* **Assignment**: All lines below containing "person" are to be listed.

* **Information supplied**:
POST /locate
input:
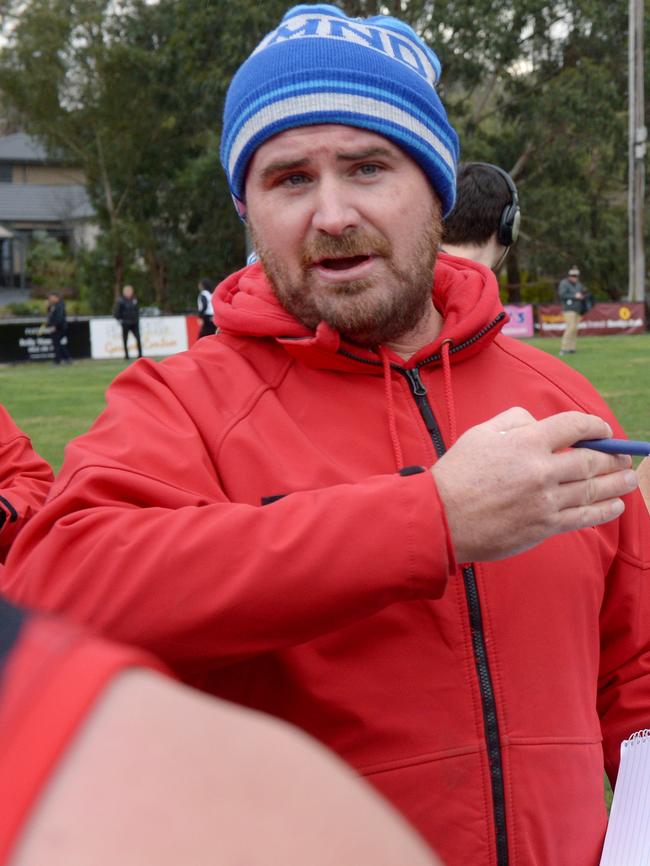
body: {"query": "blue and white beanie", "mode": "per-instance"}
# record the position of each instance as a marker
(320, 66)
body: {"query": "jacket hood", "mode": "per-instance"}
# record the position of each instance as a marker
(464, 292)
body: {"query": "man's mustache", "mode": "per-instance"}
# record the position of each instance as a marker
(347, 245)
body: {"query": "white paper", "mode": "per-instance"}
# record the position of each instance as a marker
(627, 842)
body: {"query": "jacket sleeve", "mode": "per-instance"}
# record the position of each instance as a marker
(140, 541)
(624, 682)
(25, 479)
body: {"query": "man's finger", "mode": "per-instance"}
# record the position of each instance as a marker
(580, 463)
(565, 428)
(510, 419)
(596, 490)
(590, 515)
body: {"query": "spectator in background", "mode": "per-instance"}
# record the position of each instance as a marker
(127, 313)
(485, 220)
(572, 294)
(57, 324)
(206, 311)
(25, 480)
(289, 512)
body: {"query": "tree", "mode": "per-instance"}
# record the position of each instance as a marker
(134, 93)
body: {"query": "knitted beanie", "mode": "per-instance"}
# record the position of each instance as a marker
(320, 66)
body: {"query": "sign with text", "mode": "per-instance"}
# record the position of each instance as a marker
(160, 335)
(29, 340)
(522, 320)
(604, 318)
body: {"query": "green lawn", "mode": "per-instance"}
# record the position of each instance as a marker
(53, 404)
(619, 367)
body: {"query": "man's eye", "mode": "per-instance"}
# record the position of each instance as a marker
(294, 180)
(369, 169)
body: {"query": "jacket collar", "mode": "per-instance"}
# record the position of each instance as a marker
(464, 292)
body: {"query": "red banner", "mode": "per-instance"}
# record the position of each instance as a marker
(603, 318)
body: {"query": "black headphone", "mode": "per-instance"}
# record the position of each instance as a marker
(510, 218)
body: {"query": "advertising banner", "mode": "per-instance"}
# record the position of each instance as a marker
(27, 340)
(160, 335)
(618, 317)
(522, 320)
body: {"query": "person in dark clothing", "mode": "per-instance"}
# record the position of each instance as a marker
(57, 325)
(204, 303)
(127, 312)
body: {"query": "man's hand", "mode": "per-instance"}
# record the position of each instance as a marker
(644, 480)
(508, 484)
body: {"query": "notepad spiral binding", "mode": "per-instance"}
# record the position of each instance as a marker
(637, 737)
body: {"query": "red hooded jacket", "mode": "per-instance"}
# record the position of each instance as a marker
(239, 511)
(25, 479)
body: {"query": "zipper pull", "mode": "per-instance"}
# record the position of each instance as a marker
(416, 383)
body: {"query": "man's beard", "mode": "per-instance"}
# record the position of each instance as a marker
(352, 308)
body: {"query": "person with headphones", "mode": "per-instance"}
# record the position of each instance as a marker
(485, 221)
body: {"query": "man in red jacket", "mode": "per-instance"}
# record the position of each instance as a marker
(25, 479)
(357, 508)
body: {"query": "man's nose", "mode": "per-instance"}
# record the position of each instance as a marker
(334, 210)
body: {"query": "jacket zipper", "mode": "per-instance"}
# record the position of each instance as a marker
(488, 702)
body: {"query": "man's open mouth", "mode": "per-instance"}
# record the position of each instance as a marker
(342, 264)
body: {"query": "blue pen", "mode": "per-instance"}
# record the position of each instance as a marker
(616, 446)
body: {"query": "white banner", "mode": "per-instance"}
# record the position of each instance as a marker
(160, 335)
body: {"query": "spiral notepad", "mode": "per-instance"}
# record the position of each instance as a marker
(627, 842)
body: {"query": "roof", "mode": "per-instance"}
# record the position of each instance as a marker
(21, 147)
(22, 202)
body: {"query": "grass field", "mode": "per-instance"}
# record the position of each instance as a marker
(54, 404)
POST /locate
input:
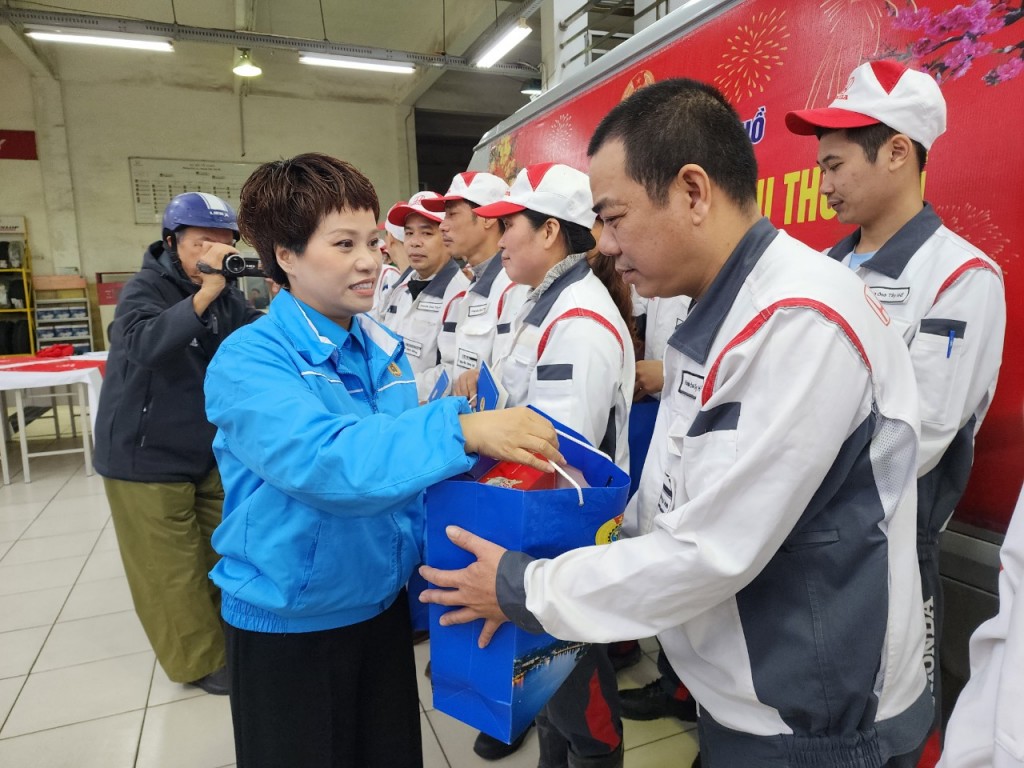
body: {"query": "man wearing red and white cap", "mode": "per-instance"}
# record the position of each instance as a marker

* **Answer**:
body: {"query": "person in dark clothing", "mode": "per-instance"}
body: {"query": "person with headphones", "mode": "per-instance"}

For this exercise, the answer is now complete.